Records contained in a dataset
^^^^^^^^^^^^^^^^
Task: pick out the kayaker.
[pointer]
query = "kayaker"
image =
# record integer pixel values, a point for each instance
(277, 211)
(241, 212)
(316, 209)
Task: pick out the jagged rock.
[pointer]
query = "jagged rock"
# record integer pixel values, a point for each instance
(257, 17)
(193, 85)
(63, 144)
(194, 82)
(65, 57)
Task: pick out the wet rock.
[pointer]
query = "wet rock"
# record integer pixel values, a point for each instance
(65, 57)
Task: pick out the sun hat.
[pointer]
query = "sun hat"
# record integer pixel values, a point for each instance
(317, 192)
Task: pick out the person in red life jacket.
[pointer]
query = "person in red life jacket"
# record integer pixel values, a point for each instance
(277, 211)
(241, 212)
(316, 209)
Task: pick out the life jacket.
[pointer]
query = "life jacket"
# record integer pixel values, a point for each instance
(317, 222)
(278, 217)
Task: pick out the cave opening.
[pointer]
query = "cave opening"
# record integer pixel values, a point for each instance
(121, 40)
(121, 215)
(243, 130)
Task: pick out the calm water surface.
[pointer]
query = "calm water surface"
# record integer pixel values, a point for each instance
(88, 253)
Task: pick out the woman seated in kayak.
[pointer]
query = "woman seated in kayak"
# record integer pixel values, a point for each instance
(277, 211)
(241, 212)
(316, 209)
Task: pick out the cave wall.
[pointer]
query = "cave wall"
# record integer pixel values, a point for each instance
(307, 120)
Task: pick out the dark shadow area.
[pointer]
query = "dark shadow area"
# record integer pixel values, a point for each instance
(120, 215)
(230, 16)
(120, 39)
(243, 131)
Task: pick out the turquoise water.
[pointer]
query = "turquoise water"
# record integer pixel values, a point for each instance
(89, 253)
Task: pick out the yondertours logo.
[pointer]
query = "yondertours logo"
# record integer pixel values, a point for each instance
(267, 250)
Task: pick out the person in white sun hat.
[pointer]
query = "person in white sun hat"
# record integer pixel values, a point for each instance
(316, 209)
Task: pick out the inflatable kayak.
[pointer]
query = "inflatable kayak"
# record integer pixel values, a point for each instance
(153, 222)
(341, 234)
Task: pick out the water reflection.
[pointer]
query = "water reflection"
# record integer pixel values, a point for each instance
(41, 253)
^^^^^^^^^^^^^^^^
Some lines above contain the word "kayaker". Copy each of them.

Task: pick out the kayaker.
query = "kayaker"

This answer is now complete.